Aim of the exercise:
All the data should come back exactly as it was given.

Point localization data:
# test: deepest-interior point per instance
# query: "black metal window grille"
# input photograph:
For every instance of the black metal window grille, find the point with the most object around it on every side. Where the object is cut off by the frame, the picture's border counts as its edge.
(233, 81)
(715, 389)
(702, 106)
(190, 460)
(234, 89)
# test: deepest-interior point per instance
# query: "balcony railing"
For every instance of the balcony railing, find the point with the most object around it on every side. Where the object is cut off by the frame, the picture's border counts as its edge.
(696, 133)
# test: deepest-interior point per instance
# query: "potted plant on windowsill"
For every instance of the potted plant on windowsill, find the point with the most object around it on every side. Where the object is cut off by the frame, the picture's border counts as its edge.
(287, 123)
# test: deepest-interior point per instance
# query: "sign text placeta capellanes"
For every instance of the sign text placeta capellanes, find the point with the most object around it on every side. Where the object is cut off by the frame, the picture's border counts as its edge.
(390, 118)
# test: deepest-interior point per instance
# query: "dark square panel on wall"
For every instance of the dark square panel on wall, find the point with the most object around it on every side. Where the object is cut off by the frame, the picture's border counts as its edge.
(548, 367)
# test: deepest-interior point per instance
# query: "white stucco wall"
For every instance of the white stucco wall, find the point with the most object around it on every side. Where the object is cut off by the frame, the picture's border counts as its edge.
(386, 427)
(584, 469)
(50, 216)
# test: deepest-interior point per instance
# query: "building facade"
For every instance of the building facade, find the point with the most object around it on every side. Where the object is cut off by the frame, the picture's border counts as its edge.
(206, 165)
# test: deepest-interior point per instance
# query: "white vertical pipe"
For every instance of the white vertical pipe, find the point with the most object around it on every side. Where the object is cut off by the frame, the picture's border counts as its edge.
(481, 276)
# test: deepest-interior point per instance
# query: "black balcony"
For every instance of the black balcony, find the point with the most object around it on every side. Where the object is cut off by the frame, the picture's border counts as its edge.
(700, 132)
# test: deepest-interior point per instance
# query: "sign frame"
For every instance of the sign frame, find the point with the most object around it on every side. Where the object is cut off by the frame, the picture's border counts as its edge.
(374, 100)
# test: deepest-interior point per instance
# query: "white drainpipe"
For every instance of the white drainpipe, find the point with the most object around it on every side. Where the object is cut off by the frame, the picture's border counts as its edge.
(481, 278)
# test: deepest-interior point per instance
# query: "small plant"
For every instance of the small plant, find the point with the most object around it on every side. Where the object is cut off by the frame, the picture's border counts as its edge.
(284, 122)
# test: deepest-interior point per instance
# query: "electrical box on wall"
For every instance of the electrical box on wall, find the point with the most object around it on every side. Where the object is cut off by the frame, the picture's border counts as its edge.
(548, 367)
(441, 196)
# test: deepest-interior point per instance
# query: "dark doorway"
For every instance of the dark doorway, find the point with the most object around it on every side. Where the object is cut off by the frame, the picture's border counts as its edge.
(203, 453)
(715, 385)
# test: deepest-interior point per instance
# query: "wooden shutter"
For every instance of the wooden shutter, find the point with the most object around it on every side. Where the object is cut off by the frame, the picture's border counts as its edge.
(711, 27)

Response:
# test: deepest-interior point per instance
# query: "black metal window grille"
# input photograph:
For every instance of the black metal window grille, find the point with the most object around it on every side. Where the object is cut off by the frame, the picture's border counts as its edge.
(233, 81)
(715, 389)
(702, 106)
(190, 460)
(234, 89)
# test: deepest-interior point per instance
# query: "balcony railing"
For every instance of the balcony railing, find the point with the most object around it on every side. Where the object is cut off by the frame, the picture's border counts as its edge.
(696, 133)
# test: deepest-interior point per instance
# query: "potted plant on windowsill"
For every instance of the potted plant on windowsill, find the point with the most object around it on every side. Where the object is cut off by the frame, the picture's border counts as its edge.
(287, 123)
# test: deepest-interior point per instance
# query: "sign text placeta capellanes"
For every instance of the sign text placeta capellanes, find the point with the most object around it on every side. Where the object is cut off by the frame, the picture's border counts as its edge.
(390, 118)
# test: deepest-interior point per instance
# query: "dark square panel on wall"
For every instance of the dark square panel on wall, find the point with the most object around it on every side. Where the object is cut off by the frame, the picture's border counts as its edge.
(548, 367)
# test: deepest-interior point per instance
# query: "white stucco wall"
For every instance of the white stucco wall, find the point with the most object around it on every side. Where the object is cut off by the frame, the picture's border counts as its edge.
(386, 427)
(584, 469)
(50, 216)
# test: deepest-interior point per instance
# query: "building facade"
For every instance of the building facade, find the point with the most object around it on every side. Where the object is cut off by the frame, the picture's border counts as its edge.
(206, 165)
# test: deepest-interior point per instance
# query: "white vertical pipe"
For every instance of the white vertical pipe, find the point with the most object around it on every side. Where the object is cut off by the frame, the picture's border counts as its edge.
(481, 276)
# test: deepest-interior point per instance
# query: "black balcony"
For every instance of the black balcony, find the point with the most object around it on every side. Where the object is cut off by the frame, the picture's border counts as its edge.
(700, 132)
# test: deepest-interior point per instance
# query: "sign frame"
For every instance of the sign frame, find the point with the most object around it on every side. Where the object is cut off by the frame, the picture's border counts as its edge.
(374, 100)
# test: deepest-interior point per instance
# query: "white drainpipe"
For every instance of the white drainpipe, find the point with the most object around it on every side. Where the object is cut off by the frame, the picture's border counts as its edge.
(481, 278)
# test: deepest-interior point per instance
# query: "small plant"
For every instance of the small plant, find the point with the most object around it on every side. Where the object is cut off by the frame, the picture's border counts as its edge.
(284, 122)
# test: deepest-interior point per instance
# query: "electrical box on wall"
For every instance of the electrical box on wall, find the point with the most object around it on every side. Where the object is cut off by the frame, the picture's border counts as its edge.
(548, 367)
(441, 196)
# test: deepest-interior point per instance
# query: "dark doorway"
For every instance of the dark doorway, find the point with the most object around it on every side. Where the object is cut off by the frame, the picture's border counts as its edge.
(203, 453)
(715, 385)
# test: deepest-interior point per instance
# query: "wooden shutter"
For every instance of the wooden shutter, find the point with the most object around it on every side. Where the object is cut off by the frame, the picture's border counts as its edge.
(711, 27)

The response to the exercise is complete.